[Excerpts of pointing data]
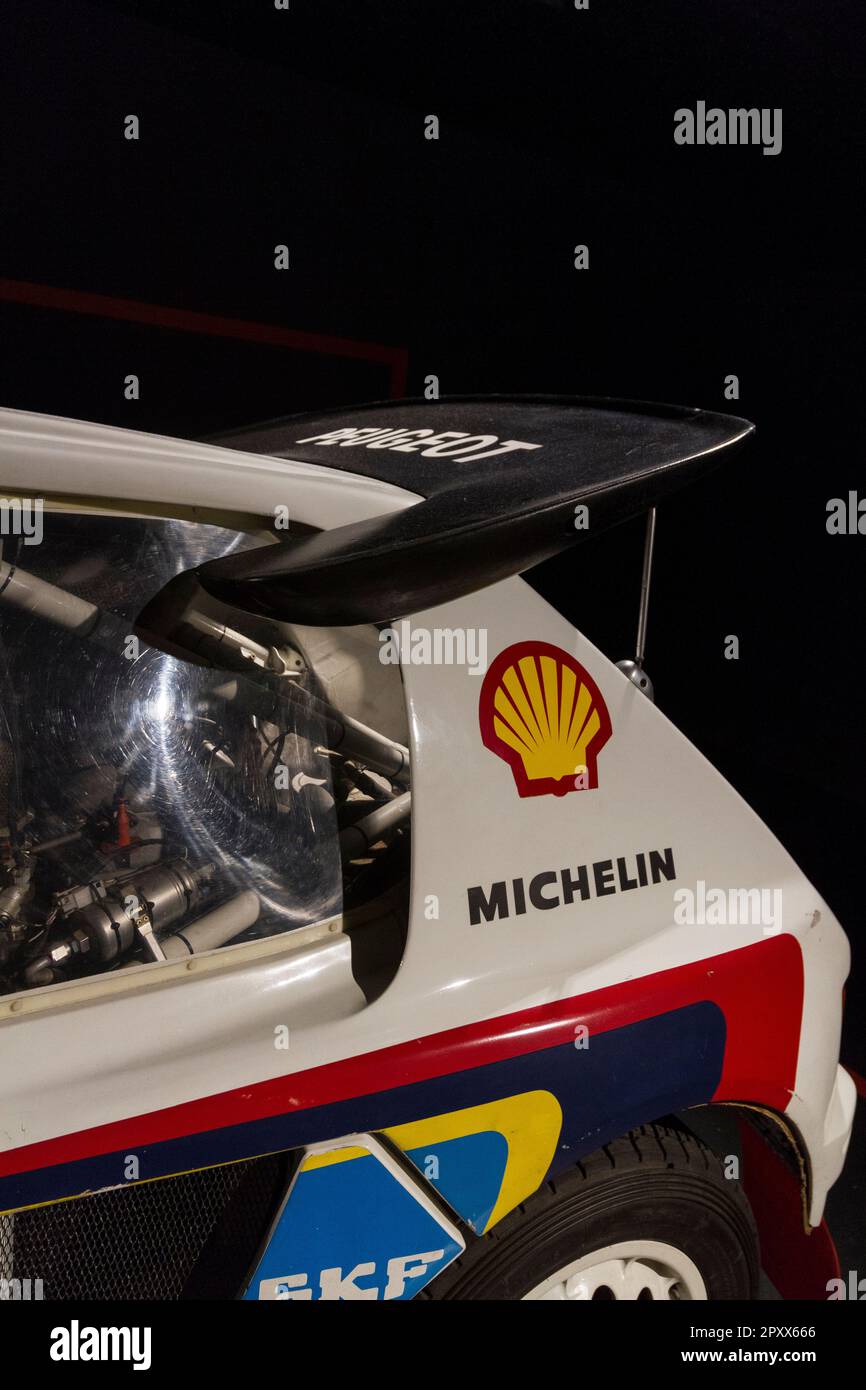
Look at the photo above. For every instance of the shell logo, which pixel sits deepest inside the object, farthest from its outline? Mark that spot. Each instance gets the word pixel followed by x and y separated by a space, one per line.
pixel 544 715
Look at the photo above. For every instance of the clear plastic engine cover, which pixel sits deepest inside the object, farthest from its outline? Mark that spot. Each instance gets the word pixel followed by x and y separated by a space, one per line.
pixel 149 806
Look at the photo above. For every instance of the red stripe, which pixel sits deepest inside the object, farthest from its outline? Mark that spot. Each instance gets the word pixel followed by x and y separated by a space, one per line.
pixel 759 1059
pixel 216 325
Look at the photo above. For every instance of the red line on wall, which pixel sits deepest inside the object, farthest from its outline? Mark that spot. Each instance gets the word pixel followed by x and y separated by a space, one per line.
pixel 214 325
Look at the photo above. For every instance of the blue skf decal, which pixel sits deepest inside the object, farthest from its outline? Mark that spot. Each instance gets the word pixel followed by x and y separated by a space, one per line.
pixel 350 1230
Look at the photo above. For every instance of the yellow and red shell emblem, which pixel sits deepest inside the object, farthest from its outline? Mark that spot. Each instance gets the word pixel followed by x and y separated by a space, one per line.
pixel 544 715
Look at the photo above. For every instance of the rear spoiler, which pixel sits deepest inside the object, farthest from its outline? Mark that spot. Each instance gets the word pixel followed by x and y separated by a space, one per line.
pixel 498 480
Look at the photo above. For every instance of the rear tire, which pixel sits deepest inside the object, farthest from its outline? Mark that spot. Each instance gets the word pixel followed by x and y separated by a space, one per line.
pixel 649 1215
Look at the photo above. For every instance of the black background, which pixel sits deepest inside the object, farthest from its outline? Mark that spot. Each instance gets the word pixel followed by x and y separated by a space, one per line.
pixel 260 127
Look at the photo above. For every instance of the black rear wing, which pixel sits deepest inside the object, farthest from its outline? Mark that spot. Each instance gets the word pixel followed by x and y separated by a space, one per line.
pixel 499 480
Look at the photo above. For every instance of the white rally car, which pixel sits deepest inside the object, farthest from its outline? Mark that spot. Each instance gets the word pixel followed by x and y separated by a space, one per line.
pixel 350 893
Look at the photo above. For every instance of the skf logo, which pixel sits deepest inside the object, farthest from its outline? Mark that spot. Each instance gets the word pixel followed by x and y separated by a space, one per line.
pixel 545 716
pixel 341 1286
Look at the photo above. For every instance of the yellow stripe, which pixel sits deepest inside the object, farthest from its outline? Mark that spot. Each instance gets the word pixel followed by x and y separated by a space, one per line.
pixel 530 1125
pixel 334 1155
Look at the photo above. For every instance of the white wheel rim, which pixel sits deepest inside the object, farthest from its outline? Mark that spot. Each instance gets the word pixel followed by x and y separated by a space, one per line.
pixel 633 1269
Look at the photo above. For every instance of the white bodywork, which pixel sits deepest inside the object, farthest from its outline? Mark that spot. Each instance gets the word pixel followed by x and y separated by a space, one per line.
pixel 91 1052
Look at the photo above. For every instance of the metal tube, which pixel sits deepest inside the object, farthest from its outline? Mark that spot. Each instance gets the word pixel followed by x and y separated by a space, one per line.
pixel 216 927
pixel 357 838
pixel 645 578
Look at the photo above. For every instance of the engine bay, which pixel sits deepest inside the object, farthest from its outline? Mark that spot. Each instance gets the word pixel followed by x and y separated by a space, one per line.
pixel 154 806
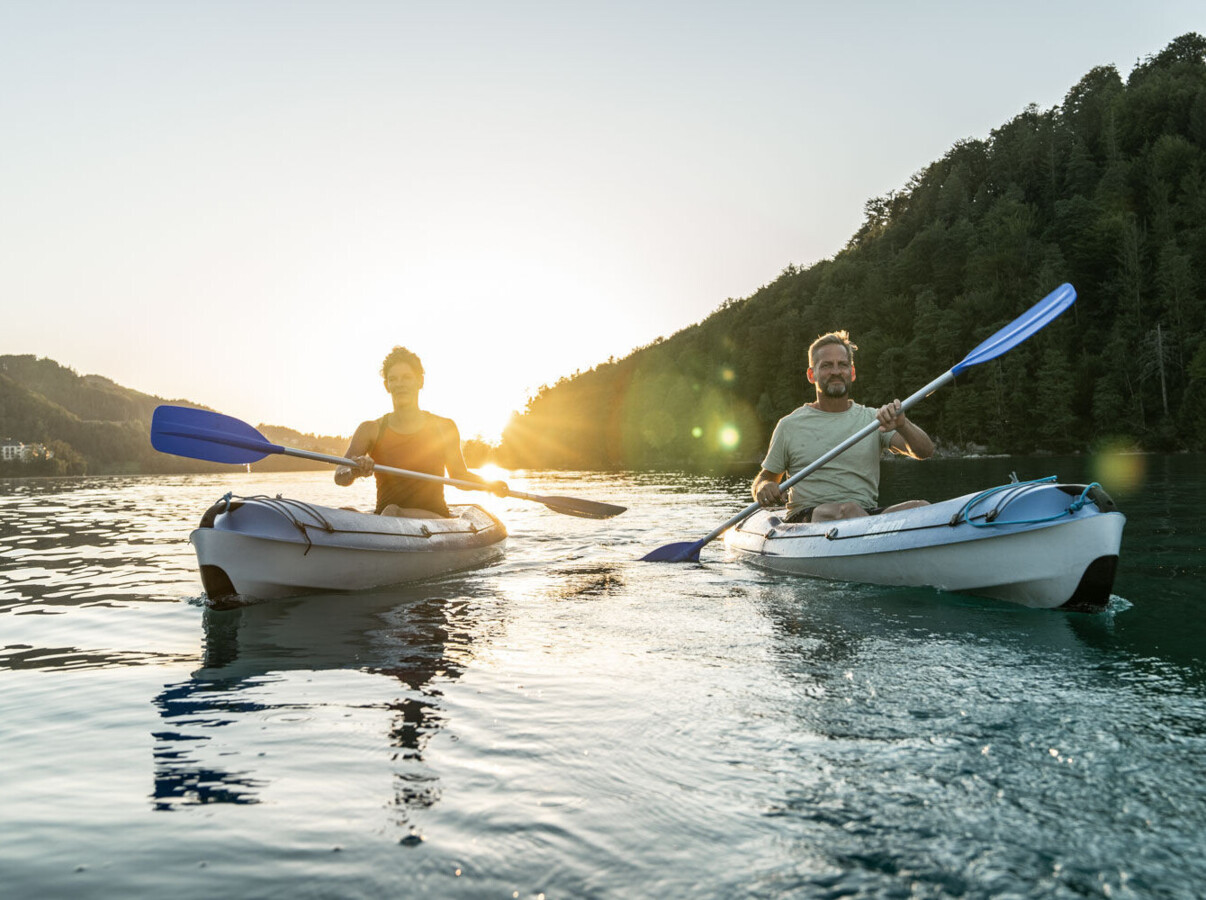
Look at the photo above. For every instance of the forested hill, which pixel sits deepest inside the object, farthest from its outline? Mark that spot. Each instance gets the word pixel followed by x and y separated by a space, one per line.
pixel 1106 191
pixel 95 426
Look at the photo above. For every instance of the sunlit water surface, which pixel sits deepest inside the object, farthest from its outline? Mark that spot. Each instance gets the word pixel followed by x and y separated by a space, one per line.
pixel 574 723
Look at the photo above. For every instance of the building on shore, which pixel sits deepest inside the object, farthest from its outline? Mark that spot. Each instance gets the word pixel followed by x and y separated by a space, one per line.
pixel 19 451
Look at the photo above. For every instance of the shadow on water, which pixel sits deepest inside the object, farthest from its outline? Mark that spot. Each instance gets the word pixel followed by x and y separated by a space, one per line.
pixel 417 636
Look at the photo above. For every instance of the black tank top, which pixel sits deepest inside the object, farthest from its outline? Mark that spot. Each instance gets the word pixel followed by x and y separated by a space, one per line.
pixel 421 451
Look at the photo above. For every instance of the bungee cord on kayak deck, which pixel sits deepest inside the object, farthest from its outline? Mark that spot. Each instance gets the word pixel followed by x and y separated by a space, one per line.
pixel 1092 492
pixel 286 507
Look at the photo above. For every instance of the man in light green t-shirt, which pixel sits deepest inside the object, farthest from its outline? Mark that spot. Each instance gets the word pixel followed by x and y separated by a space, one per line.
pixel 848 485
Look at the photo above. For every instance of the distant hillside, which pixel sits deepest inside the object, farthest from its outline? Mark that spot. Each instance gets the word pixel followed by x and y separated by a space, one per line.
pixel 1106 191
pixel 95 426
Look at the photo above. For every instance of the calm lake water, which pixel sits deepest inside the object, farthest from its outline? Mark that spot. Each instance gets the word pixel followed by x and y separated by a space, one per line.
pixel 573 723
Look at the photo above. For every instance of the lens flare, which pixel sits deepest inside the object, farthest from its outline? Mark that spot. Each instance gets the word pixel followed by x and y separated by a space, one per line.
pixel 1119 471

_Given exercise_. Copy out verbatim the lines running from the one with "Look at the photo above. For every instance of the man" up to and including the one with "pixel 848 485".

_Result of this exercise_.
Look at the photo above. For every instance of the man in light green t-shirt, which pixel sits deepest inside the object, farthest from its outline? Mark that spot. Each instance gets the word pixel followed by x and y separated by a space, one per line.
pixel 848 485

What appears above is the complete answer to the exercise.